▸ **Request**: Add 144 to every coordinate in the marker points, and write out again every line of the listing from the line holding "the blue jeans" through the end of the listing, inclusive, with all other lines unchanged.

▸ **Data**:

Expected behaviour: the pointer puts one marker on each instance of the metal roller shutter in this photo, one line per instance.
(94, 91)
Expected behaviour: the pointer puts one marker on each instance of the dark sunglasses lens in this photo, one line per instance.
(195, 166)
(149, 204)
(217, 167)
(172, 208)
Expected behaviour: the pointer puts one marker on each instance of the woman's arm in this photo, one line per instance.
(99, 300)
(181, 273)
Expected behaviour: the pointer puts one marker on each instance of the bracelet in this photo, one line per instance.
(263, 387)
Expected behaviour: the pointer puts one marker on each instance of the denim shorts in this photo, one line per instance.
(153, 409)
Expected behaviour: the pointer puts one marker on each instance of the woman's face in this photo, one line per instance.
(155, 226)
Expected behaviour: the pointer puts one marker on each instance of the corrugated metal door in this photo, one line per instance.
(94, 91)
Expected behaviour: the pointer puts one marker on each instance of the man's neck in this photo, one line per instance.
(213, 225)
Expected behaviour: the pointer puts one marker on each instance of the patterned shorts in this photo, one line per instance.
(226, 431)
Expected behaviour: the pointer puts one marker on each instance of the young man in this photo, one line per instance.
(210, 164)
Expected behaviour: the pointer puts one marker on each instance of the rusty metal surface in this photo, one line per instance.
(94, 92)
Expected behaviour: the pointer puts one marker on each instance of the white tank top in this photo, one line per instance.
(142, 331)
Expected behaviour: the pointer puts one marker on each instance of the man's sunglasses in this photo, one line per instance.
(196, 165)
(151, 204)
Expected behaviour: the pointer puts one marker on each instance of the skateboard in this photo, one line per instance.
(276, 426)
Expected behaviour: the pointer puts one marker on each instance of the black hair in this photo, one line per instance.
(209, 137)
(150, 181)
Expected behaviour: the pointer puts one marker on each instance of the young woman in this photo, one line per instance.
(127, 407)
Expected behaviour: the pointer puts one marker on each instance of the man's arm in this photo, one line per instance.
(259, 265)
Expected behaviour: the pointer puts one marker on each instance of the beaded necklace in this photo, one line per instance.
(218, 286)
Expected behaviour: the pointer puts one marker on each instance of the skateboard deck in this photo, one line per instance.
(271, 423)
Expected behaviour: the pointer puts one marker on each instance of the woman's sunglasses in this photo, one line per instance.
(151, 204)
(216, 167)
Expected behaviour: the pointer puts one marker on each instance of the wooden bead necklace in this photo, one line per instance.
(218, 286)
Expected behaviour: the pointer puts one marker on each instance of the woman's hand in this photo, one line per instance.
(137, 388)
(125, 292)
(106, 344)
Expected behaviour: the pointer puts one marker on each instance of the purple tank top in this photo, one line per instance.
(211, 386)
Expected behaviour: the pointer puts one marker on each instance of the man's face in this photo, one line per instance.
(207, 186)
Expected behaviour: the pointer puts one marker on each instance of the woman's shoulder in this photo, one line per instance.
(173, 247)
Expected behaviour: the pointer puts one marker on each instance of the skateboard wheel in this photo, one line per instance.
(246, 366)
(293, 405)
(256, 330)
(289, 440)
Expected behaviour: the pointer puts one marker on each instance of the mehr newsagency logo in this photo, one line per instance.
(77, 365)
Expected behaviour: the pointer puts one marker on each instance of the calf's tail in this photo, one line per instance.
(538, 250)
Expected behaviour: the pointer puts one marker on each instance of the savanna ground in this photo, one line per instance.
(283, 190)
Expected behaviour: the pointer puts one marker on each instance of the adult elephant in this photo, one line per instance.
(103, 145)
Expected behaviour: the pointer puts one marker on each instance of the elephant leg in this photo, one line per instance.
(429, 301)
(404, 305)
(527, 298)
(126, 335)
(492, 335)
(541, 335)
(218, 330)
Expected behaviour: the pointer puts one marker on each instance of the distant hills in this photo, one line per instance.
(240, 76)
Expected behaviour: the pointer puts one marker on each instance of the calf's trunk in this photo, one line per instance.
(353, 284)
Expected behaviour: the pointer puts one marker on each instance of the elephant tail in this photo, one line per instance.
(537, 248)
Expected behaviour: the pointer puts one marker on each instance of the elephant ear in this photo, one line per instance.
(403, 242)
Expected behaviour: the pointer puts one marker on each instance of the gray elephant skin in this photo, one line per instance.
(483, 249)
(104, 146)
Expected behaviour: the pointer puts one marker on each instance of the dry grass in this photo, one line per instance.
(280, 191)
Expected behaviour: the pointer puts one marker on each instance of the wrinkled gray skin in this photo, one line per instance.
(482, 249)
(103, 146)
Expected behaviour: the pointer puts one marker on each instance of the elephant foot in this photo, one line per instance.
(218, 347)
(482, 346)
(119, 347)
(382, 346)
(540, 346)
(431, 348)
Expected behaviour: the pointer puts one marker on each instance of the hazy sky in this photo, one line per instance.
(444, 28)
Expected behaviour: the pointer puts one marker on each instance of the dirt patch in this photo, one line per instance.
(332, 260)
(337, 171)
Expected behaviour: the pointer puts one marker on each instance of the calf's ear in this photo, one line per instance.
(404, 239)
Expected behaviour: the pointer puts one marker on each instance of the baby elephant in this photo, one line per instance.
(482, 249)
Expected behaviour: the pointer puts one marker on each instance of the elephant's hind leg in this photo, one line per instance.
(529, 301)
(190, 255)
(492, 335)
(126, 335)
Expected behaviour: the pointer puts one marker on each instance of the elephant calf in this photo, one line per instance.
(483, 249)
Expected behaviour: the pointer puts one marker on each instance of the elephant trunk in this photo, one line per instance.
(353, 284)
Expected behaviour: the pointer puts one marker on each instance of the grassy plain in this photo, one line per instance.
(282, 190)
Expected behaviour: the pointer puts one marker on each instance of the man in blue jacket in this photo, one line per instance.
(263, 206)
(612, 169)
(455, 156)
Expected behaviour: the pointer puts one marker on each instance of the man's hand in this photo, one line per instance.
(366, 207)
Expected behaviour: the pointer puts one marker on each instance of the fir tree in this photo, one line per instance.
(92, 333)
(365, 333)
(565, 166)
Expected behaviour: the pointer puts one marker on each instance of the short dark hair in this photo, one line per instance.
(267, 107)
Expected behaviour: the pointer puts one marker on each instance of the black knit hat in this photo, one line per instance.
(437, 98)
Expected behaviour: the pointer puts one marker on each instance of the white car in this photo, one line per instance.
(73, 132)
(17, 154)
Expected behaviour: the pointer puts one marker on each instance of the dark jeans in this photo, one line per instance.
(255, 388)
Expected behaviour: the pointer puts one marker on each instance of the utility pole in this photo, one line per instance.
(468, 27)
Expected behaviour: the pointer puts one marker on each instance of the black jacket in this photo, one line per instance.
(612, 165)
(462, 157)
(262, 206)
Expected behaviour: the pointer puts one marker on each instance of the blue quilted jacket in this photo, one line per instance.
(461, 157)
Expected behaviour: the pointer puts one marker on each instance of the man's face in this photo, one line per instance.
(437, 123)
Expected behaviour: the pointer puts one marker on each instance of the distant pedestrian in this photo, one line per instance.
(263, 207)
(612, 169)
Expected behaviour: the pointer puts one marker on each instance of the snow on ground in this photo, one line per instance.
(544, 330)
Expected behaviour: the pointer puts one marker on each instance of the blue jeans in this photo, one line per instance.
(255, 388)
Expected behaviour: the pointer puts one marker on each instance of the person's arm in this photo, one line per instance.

▸ **Exercise response**:
Expected behaviour: the pointer puts one marker on each instance of the blue jeans in this photo, one line per instance.
(399, 532)
Expected behaviour: the pointer puts one marker on each instance of the person's arm in this photo, one line per instance.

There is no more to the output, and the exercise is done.